> **WHAT IS ASKED**:
Rewrite the golden problem solution from "Using Pythagorean Theorem" to "60° = 150°$ .", putting "discarding" in place of "dropping".

Golden Problem!

$h = \dfrac{R}{2}$ and $h^{*} = \dfrac{\sqrt{3}}{2}b \implies h + h^{*} = \overline{ON} = \dfrac{\sqrt{3}}{2} + \dfrac{R}{2}$ .

Using Pythagorean Theorem on right $\triangle{ODN} \implies (\dfrac{\sqrt{3}}{2}b + \dfrac{R}{2})^2 + \dfrac{b^2}{4} = R^2 \implies$

$(\sqrt{3}b + R)^2 + b^2 = 4R^2 \implies 3b^2 + 2\sqrt{3}bR + R^2 + b^2 = 4R^2 \implies$

$4b^2 + 2\sqrt{3}R - 3R^2 = 0 \implies b = \dfrac{\sqrt{15} - \sqrt{3}}{4}R$ dropping the negative root

$\implies \dfrac{b}{R} = \dfrac{\sqrt{3}}{2}(\dfrac{\sqrt{5} - 1}{2}) = \dfrac{\sqrt{3}}{2} (\phi - 1) =$ $\dfrac{\sqrt{\alpha}}{\beta}(\phi - 1) \implies \alpha + \beta = \boxed{5}$ .

Let $R = 1$ and draw $OM$ and $OE$ . Then $OE = OA = R = 1$ , and by the properties of an equilateral triangle, $OM = \frac{1}{2}OA = \frac{1}{2}R = \frac{1}{2}$ .

Also, $\angle OME = \angle OMC + \angle CME = 90° + 60° = 150°$ .

By the law of cosines on $\triangle OME$ , $\cos \angle OME = \cfrac{OM^2 + ME^2 - OE^2}{2 \cdot OM \cdot ME}$ , or $\cos 150° = \cfrac{(\frac{1}{2})^2 + b^2 - 1^2}{2 \cdot \frac{1}{2} \cdot b}$ , which solves to $b = \sqrt{3}\bigg(\cfrac{\sqrt{5} - 1}{4}\bigg) = \cfrac{\sqrt{3}}{2}(\phi - 1)$ .

Therefore, $\alpha = 3$ , $\beta = 2$ , and $\alpha + \beta = \boxed{5}$ .

> **STORED DATA**:
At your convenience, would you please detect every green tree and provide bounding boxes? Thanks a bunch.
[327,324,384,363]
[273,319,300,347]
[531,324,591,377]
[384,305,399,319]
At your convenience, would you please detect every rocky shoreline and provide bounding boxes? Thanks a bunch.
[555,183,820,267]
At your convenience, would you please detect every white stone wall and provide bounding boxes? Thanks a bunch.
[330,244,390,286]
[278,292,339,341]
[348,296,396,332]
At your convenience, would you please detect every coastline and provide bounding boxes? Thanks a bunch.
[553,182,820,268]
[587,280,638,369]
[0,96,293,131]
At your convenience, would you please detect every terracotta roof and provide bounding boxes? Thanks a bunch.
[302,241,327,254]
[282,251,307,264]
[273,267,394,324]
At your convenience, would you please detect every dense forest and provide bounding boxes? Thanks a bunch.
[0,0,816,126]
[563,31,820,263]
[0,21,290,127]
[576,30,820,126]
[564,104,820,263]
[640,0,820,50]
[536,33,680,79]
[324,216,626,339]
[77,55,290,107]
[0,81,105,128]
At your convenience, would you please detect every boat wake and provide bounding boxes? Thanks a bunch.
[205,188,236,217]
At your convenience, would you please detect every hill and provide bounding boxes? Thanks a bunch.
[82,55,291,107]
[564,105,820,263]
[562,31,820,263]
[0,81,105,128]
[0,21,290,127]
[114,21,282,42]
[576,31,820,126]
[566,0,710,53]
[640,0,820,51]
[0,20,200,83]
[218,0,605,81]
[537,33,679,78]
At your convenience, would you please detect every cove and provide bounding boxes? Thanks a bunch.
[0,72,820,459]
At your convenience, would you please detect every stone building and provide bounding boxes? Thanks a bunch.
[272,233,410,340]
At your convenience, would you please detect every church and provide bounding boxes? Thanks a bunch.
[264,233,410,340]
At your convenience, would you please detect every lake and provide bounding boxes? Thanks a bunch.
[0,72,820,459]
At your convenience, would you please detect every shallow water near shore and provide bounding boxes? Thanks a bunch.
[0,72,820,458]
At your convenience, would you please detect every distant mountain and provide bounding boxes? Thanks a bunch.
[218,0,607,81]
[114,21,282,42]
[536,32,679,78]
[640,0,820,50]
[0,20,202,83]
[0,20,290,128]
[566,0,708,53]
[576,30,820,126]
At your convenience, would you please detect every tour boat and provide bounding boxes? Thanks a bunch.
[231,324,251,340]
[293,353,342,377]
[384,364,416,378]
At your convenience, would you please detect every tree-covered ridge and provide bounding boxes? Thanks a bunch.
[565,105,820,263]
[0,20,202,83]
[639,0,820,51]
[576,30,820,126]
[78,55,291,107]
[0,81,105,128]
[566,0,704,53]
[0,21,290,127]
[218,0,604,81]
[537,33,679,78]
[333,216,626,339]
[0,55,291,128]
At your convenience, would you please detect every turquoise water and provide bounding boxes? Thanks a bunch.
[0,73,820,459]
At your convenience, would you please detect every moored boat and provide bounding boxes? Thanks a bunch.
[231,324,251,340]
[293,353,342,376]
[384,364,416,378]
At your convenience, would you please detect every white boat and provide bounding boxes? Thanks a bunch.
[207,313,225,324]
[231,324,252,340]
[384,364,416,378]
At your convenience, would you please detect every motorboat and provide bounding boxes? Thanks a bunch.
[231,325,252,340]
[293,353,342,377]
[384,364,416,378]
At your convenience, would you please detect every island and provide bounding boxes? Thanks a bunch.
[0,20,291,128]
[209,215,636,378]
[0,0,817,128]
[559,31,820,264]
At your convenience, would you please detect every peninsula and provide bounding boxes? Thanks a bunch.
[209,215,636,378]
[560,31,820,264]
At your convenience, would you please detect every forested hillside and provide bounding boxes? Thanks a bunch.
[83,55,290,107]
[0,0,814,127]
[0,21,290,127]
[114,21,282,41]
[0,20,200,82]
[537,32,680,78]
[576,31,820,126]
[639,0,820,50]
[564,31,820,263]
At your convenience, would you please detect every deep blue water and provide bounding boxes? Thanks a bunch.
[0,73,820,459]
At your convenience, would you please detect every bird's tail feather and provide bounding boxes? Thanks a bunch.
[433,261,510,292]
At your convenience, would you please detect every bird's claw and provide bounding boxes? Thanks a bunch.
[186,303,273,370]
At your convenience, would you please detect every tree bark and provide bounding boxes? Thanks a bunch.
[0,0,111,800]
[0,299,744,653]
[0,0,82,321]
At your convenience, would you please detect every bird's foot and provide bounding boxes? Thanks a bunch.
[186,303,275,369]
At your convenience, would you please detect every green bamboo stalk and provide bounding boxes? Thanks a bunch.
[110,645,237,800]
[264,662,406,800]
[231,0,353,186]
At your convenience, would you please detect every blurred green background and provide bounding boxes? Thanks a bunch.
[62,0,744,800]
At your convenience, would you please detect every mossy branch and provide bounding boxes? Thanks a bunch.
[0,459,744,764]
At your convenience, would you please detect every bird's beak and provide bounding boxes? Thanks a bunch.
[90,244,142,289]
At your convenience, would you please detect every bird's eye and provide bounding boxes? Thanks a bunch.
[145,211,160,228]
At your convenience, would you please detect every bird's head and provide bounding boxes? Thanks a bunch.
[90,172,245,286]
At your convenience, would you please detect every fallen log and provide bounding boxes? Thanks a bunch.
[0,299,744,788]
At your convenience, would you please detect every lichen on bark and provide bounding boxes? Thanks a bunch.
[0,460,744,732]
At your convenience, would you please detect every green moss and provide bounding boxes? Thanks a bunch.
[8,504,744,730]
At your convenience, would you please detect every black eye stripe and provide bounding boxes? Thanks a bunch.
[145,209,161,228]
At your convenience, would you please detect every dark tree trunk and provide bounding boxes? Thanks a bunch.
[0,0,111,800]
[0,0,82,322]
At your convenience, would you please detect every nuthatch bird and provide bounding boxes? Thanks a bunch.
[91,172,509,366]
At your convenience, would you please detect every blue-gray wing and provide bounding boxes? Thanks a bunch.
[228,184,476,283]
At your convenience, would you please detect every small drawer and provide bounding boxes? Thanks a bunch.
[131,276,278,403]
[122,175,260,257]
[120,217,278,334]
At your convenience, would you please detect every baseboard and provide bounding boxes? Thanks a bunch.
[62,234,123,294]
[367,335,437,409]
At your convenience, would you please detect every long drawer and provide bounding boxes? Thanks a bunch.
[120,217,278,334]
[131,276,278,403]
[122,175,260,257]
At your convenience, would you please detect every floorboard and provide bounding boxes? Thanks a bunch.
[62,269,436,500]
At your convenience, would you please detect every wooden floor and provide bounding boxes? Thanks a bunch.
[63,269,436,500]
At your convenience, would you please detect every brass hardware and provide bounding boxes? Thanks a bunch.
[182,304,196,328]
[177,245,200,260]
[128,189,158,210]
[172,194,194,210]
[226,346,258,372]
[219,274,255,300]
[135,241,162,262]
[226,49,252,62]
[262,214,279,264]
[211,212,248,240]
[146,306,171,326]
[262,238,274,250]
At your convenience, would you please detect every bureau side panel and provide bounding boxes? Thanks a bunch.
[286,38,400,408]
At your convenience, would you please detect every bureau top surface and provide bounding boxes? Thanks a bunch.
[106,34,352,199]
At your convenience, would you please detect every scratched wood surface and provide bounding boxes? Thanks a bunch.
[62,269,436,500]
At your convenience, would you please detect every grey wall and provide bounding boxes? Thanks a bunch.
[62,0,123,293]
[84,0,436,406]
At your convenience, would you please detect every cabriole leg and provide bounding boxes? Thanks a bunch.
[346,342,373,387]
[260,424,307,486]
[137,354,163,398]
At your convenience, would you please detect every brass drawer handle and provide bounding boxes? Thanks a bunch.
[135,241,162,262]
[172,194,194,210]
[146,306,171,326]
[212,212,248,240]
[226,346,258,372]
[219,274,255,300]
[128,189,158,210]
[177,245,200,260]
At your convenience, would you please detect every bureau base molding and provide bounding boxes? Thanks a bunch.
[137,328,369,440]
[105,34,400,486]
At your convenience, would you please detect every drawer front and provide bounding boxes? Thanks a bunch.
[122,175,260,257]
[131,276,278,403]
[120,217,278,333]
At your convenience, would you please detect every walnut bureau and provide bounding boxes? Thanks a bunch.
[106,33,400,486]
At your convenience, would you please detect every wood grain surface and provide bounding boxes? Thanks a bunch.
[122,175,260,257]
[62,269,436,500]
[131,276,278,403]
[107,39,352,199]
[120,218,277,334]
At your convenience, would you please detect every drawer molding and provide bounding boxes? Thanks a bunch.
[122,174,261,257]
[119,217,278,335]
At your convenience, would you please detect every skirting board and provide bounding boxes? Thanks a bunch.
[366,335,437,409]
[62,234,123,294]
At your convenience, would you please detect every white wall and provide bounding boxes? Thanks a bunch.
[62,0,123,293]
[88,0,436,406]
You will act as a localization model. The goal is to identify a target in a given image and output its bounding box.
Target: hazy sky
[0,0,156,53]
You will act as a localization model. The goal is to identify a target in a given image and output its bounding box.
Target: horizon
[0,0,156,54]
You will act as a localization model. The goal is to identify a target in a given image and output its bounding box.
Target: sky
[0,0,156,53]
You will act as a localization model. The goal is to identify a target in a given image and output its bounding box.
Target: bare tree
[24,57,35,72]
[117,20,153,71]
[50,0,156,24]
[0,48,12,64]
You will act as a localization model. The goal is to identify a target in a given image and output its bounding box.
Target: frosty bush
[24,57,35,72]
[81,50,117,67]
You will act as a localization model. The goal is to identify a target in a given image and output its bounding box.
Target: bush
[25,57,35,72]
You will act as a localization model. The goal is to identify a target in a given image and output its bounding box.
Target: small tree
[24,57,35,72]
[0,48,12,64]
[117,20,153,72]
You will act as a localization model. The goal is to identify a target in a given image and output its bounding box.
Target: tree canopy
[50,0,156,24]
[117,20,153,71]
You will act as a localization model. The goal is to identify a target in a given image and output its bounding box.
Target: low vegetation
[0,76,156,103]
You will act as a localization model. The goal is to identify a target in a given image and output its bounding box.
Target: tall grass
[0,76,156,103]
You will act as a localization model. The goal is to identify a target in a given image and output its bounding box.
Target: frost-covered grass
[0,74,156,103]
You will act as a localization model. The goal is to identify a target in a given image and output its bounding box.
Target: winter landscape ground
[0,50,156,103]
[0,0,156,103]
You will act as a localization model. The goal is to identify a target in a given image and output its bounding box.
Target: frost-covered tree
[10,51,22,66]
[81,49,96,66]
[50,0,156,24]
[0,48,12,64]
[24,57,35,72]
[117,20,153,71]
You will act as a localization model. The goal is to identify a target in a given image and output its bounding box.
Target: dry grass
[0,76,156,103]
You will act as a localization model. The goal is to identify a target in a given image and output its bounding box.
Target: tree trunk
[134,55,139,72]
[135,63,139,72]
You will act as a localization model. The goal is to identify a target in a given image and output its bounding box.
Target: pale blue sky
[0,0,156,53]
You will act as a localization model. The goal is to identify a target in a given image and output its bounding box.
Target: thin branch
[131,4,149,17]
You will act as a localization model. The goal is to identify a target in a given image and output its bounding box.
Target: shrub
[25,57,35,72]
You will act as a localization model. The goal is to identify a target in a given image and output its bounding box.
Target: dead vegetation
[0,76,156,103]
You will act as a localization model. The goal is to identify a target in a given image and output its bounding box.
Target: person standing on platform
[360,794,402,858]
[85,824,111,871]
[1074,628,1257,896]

> **SOLUTION BELOW**:
Using Pythagorean Theorem on right $\triangle{ODN} \implies (\dfrac{\sqrt{3}}{2}b + \dfrac{R}{2})^2 + \dfrac{b^2}{4} = R^2 \implies$

$(\sqrt{3}b + R)^2 + b^2 = 4R^2 \implies 3b^2 + 2\sqrt{3}bR + R^2 + b^2 = 4R^2 \implies$

$4b^2 + 2\sqrt{3}R - 3R^2 = 0 \implies b = \dfrac{\sqrt{15} - \sqrt{3}}{4}R$ discarding the negative root

$\implies \dfrac{b}{R} = \dfrac{\sqrt{3}}{2}(\dfrac{\sqrt{5} - 1}{2}) = \dfrac{\sqrt{3}}{2} (\phi - 1) =$ $\dfrac{\sqrt{\alpha}}{\beta}(\phi - 1) \implies \alpha + \beta = \boxed{5}$ .

Let $R = 1$ and draw $OM$ and $OE$ . Then $OE = OA = R = 1$ , and by the properties of an equilateral triangle, $OM = \frac{1}{2}OA = \frac{1}{2}R = \frac{1}{2}$ .

Also, $\angle OME = \angle OMC + \angle CME = 90° + 60° = 150°$ .